Trecho para leitura -
════════════════════
Som
Peraí, ninguém lembrou dos 50 anos de Escalator Over The Hill, de Carla Bley?

Muito tempo depois de lançar o experimental (e exigente) disco triplo Escalator over the hill, a pianista de jazz Carla Bley disse numa entrevista que, ao compor, costumava usar um método que costumava chamar de “mundo da fantasia”. Basicamente, ela sentava ao piano e pensava em frases verbais, que não chegavam a ser balbucios (tipo “lalala”, etc) mas que também não podiam ser considerados letras.
Esse material acabava ajudando Carla a chegar a novas melodias, e acabou auxiliando a pianista a escrever boa parte das músicas de Escalator – que por sinal chegou aos 50 anos neste ano, um tanto esquecido se comparado a outros discos mais conhecidos de rock e até de jazz. O álbum não é das experiências mais fáceis. Foi lançado da mesma forma que All things must pass, de George Harrison, numa caixa de três LPs, com um encarte completíssimo, cheio de letras, fotos e até textos sobre os músicos. A sonoridade misturava jazz, rock progressivo, tons operísticos e até sons indianos. A parte “falada” do disco trazia narração de ninguém menos que Viva, ex-atriz da turma de Andy Warhol.
Escalator era um trabalho coletivo, apesar das melodias serem todas de Carla. Ela dividia os serviços com o marido, Michael Mantler (que fizera a produção). Os textos eram de Paul Haines, poeta e letrista de jazz, que montou todo o trabalho como se fosse um roteiro de teatro, ou até de radionovela, com participação de um elenco numeroso. Carla fez algumas vozes, ao lado de nomes como Jack Bruce (Cream), o baixista de jazz Charlie Haden, o clarinetista Perry Robinson e até mesmo a cantora novata Linda Ronstadt.
A lista de músicos, enorme, incluía todos os citados, além de John McLaughlin (guitarra), Gato Barbieri (sax), Leron Jenkins (violino) e a própria Carla dividindo-se em piano, órgão e outros instrumentos. Muita gente da turma era ligada à Jazz Composer’s Orchestra, criada pelo casal Carla e Michael para tocar só jazz experimental. Escalator acabou sendo um lançamento do selo da orquestra, o JCOA – que depois geraria uma central de distribuição de LPs independentes de música de vanguarda, o New Music Distribution Service.
Carla teve trabalho para recrutar cantores que pudessem brilhar em partes bastante difíceis do disco (enfim, em quase todo o álbum triplo, mesmo em canções mais simples como Like animals). Mas recordou num texto que uma de suas ideias era buscar cantores que não tivessem vozes treinadas ou maneirismos típicos, ainda mais nas partes operísticas de Escalator.
O resultado é que em várias faixas, como a música título, aparecem cantores líricos de verdade, lado a lado com vozes comuns, dando uma cara ate bastante divertida (e mais próxima do conceito de ópera-rock) a um disco planejado para ultrapassar os limites do experimentalismo (existe isso?). Mais: para cada momento do disco, foram montadas bandas diferentes, com conceitos diferentes. Convivem no álbum triplo a Orchestra & Lobby Hotel Band, a Jack’s Travelling Band (com Jack Bruce), a Desert Band, a Original Hotel Amateur Band e a Phantom Music (responsável por alguns dos momentos mais perturbadores do disco).
════════════════════
O problema - Segundo o trecho sobre Escalator over the hill, quais bandas convivem no álbum triplo? Cite todas.

Linhas de dados -
════════════════════
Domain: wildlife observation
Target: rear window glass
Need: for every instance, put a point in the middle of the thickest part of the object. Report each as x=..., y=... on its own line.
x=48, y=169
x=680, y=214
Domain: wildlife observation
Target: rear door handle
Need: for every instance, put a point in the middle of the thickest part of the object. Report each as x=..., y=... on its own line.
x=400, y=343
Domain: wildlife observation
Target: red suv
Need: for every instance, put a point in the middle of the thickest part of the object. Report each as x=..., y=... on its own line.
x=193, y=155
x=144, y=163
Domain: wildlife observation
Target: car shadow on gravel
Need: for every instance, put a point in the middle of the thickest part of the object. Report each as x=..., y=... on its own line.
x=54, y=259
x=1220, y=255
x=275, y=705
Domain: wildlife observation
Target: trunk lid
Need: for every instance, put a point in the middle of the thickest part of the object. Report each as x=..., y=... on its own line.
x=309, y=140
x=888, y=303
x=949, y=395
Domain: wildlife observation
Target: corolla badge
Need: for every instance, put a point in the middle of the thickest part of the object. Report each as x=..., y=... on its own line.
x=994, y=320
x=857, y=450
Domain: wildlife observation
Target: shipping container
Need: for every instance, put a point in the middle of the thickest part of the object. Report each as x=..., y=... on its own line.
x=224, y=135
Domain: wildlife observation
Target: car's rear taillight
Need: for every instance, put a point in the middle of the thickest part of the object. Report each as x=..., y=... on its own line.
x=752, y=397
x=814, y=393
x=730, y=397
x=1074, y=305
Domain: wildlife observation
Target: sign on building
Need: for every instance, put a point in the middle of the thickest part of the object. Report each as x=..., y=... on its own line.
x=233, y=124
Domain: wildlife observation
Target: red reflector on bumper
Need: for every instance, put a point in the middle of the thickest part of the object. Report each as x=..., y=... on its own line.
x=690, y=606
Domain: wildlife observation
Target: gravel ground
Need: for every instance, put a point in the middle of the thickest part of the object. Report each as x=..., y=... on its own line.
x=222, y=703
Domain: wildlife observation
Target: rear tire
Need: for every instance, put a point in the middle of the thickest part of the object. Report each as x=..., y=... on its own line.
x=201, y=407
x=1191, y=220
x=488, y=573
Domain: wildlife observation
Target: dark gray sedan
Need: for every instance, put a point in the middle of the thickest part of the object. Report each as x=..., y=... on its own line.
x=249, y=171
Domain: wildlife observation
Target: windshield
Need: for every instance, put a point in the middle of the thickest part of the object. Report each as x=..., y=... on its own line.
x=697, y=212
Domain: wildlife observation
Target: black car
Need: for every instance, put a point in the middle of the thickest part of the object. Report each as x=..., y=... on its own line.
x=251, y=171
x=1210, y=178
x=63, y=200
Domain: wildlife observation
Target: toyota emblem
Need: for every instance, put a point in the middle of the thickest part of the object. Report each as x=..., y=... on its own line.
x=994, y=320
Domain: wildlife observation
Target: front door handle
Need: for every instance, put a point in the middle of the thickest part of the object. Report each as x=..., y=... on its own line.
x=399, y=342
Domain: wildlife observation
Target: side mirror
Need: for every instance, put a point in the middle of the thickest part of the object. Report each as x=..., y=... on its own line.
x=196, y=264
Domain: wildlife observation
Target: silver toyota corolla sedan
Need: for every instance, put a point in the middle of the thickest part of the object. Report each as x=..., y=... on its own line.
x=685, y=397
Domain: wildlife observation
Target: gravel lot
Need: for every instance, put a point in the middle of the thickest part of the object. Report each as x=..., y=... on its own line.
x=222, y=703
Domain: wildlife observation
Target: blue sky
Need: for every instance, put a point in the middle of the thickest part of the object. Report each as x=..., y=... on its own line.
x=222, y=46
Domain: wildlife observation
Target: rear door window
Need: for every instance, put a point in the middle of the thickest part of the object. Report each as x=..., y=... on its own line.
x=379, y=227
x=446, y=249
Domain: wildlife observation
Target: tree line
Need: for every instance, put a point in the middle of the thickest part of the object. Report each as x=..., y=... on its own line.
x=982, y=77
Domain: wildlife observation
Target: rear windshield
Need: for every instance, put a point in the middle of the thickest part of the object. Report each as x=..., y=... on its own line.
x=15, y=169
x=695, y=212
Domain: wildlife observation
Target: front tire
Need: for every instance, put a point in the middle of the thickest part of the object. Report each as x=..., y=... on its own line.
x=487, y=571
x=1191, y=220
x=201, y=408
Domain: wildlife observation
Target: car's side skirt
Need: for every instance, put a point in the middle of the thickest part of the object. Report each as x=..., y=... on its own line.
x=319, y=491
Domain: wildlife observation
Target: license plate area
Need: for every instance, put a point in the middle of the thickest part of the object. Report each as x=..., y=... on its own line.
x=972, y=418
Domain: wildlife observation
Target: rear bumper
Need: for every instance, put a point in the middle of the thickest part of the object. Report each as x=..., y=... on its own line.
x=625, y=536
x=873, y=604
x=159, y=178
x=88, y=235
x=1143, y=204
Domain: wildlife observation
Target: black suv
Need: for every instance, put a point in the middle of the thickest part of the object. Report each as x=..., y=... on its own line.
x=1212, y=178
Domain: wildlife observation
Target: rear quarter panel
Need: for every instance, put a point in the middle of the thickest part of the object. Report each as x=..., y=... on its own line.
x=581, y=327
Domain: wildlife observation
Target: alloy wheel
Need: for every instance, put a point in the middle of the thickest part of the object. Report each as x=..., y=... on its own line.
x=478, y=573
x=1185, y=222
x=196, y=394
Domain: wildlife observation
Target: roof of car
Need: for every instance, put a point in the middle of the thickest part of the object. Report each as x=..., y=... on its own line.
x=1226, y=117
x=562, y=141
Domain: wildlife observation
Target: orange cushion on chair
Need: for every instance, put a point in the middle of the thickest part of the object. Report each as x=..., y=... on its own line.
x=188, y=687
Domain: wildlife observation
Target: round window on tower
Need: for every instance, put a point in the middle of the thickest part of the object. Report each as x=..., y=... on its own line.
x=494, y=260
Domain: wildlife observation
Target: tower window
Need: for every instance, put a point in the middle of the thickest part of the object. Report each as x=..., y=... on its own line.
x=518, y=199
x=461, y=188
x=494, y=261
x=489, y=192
════════════════════
Saída esperada -
Orchestra & Lobby Hotel Band
Jack’s Travelling Band
Desert Band
Original Hotel Amateur Band
Phantom Music